▸ **EXTRAIT CHOISI**

========================================

À l’automne de 1808, « M. Charles » est chargé de la protection et de la sécurité des empereurs Napoléon et Alexandre Ier, des rois et princes de la Confédération germanique réunis à Erfurt, avec « le faste inouï » d’un « camp du drap d’or » (17 septembre – 14 octobre 1808) (voir le tableau de Nicolas Gosse, Napoléon reçoit à Erfurt, le 28 septembre 1808, le baron Vincent, ambassadeur d’Autriche, huile sur toile, 66 x 154 cm, musée national du château de Versailles : Histoire de Napoléon par la peinture, p. 201). Napoléon avait dit à Talma : « Je vous ferai jouer devant un parterre de rois ».
À l’arrivée des empereurs, les tambours battaient trois fois, pour les rois un seul roulement. Par erreur, pour l’arrivée du roi de Wurtemberg, un triple battement est lancé. L’officier qui commandait intervint :
« Taisez-vous, ce n’est qu’un roi » (Dominique de Villepin, La chute ou l’Empire de la solitude, 1807-1814, Perrin, 2008, p. 68).
Le 10 avril 1809, les Autrichiens franchissent l’Inn. Napoléon en avait été prévenu par le télégraphe optique, qui n’aurait mis que cinq minutes et cinquantedeux secondes pour annoncer l’entrée en guerre de l’Autriche. Dès le 13 avril, l’Empereur quittait Paris et le 17 avril, il était sur les lieux.
Le 21 avril 1809, le pont de Landshut est pris d’assaut (avec Mouton et le 17e de ligne, Savary et le 13e de ligne et Schulmeister, en entraîneur d’hommes, à la pointe de l’attaque ; s’il n’avait pas été un espion, il aurait eu la croix) et, après un bombardement, la ville de Vienne est occupée les 12 et 13 mai 1809. Comme en 1805, le général Andréossy est nommé gouverneur de la ville et le 17 mai
Schulmeister redevient commissaire général de la police ou commissaire central (les deux titres furent utilisés), chargé des mêmes problèmes qu’en 1805.
Le 12 octobre 1809, lors d’une parade des troupes françaises, le fils d’un pasteur d’Erfurt, Friedrich Staps, âgé de 17 ans, est arrêté par Rapp, à Schönbrunn, porteur d’un couteau. Il avoue être venu pour assassiner l’Empereur. Napoléon demande à le voir et lui promet la vie sauve s’il sollicite son pardon. Le jeune homme refuse et s’écrie le 16 octobre, devant le peloton d’exécution : « Vive la liberté !
Vive l’Allemagne ! » Il avait été interrogé par M. Charles, qui avait tenté de lui sauver la vie. Napoléon lui avait demandé : « Pourquoi moi et pas l’empereur François ? » Staps lui répond : « Lui mort, un autre lui succèderait au lieu qu’après vous, les Français disparaîtraient aussitôt de toute l’Allemagne ».

========================================

▸ **VOTRE TÂCHE**
Recopiez à l'identique le passage de l'extrait choisi qui s'ouvre sur les mots contenant « Le 10 avril » et se termine par « sur les lieux. ».

========================================

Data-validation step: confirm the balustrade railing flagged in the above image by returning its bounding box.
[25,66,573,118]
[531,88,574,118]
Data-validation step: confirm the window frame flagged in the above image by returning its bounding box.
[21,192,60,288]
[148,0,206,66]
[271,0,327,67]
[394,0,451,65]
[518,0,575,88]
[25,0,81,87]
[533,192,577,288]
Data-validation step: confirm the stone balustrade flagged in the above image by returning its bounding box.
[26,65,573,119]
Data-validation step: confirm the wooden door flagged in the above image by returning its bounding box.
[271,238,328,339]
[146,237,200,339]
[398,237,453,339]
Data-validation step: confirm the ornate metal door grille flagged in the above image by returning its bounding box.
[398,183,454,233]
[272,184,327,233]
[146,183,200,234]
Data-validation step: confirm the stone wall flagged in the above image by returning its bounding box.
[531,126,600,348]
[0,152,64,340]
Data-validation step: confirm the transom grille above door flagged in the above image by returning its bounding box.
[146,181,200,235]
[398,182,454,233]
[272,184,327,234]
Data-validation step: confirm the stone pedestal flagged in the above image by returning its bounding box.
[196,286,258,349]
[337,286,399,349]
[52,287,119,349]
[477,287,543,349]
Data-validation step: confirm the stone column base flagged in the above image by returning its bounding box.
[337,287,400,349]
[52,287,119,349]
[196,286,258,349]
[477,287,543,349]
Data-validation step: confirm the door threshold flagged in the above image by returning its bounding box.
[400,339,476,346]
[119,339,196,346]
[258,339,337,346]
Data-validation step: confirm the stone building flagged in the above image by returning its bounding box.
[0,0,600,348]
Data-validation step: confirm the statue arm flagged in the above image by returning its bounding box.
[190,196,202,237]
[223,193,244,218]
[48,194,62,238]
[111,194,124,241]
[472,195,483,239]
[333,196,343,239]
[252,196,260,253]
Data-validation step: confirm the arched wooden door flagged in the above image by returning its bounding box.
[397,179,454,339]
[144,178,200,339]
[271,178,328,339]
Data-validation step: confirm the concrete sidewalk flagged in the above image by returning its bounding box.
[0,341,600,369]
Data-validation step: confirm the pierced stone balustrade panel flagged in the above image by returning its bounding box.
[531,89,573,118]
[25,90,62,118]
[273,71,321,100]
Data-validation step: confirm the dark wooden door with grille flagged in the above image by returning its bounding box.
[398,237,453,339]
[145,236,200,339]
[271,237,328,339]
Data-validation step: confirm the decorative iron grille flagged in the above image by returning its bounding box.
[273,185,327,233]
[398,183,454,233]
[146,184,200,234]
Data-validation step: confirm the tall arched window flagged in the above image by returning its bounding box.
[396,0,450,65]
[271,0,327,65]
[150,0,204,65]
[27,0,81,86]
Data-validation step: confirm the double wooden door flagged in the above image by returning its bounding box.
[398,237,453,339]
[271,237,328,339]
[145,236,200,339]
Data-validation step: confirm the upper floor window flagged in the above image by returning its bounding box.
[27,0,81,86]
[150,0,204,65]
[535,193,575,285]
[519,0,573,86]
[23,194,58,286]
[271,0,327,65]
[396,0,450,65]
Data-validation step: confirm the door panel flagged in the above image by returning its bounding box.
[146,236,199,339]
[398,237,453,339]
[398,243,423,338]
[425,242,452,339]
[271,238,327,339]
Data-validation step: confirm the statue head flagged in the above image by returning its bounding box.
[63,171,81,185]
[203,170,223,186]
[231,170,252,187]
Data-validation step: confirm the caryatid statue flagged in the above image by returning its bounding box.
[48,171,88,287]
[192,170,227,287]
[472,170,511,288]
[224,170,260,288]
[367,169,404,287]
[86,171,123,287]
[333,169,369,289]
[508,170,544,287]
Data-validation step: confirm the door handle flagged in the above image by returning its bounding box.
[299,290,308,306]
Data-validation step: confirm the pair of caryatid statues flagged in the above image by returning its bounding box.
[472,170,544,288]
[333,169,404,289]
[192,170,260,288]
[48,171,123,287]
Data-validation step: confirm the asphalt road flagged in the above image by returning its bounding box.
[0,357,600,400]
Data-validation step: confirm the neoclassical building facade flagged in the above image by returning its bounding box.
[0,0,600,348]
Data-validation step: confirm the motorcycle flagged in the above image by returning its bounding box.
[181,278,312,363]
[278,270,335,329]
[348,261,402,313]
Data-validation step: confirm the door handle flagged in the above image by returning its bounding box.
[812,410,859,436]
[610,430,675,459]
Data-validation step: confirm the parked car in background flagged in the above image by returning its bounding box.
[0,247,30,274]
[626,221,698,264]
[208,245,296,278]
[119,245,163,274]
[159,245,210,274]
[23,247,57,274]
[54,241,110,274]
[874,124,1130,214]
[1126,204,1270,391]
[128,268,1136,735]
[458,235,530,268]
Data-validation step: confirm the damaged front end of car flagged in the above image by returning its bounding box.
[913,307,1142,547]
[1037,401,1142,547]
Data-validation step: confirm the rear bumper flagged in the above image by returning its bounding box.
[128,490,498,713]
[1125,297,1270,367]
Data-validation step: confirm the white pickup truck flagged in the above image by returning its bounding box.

========================================

▸ **CORRIGÉ**
Le 10 avril 1809, les Autrichiens franchissent l’Inn. Napoléon en avait été prévenu par le télégraphe optique, qui n’aurait mis que cinq minutes et cinquantedeux secondes pour annoncer l’entrée en guerre de l’Autriche. Dès le 13 avril, l’Empereur quittait Paris et le 17 avril, il était sur les lieux.